• **Given problem**
Return each line of the records below that contains the string "silhouette", copying the lines in the order they appear.

• **Exercise materials**
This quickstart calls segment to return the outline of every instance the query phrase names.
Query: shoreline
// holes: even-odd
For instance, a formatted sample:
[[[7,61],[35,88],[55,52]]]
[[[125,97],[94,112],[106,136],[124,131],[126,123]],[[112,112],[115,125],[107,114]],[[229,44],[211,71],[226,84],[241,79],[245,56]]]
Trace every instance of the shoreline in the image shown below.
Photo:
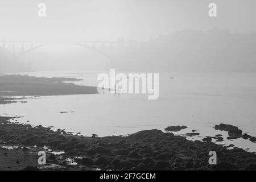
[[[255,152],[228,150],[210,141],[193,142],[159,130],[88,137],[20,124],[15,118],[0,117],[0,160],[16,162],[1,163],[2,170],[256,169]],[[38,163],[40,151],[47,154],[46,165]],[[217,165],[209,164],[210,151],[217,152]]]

--

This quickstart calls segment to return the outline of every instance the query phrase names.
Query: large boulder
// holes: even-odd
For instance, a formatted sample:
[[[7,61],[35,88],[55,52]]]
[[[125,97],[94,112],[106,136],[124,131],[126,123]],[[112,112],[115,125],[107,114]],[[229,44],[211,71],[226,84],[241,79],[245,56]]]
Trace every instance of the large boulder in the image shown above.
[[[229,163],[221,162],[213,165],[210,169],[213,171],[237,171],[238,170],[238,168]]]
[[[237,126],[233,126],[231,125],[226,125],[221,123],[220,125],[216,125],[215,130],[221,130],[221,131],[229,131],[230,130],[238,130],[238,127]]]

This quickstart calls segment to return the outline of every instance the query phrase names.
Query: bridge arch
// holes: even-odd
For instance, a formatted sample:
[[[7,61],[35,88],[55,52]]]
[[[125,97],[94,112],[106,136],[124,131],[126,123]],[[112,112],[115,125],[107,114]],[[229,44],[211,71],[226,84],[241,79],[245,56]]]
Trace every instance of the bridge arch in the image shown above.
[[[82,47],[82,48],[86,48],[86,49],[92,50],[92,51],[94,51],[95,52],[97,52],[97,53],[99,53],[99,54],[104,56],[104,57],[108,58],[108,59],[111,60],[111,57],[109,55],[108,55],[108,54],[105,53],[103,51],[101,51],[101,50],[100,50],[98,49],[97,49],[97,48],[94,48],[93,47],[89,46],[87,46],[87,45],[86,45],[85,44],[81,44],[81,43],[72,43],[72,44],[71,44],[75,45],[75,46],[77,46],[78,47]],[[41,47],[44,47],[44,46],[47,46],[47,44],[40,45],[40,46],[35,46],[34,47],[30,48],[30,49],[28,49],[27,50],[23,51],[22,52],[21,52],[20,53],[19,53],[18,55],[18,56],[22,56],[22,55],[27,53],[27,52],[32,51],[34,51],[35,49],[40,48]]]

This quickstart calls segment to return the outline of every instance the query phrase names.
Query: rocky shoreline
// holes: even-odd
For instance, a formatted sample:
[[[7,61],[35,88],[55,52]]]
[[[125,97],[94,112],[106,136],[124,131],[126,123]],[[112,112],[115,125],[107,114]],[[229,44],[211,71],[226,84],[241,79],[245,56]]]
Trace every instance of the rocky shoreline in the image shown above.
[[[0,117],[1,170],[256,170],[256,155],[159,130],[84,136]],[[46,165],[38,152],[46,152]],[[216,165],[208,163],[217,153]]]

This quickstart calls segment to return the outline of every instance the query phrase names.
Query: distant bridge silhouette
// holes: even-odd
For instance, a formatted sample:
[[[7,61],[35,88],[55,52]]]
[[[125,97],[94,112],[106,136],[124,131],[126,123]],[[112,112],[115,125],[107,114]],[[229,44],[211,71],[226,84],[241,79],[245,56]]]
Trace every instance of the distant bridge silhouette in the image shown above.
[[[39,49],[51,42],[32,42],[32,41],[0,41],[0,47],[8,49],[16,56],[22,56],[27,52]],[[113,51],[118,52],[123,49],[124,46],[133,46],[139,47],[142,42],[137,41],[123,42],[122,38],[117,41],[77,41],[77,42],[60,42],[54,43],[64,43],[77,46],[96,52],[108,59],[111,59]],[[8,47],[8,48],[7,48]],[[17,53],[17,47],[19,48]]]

• **Answer to this task**
Query: distant bridge silhouette
Trace every instance of the distant bridge silhouette in the image shown above.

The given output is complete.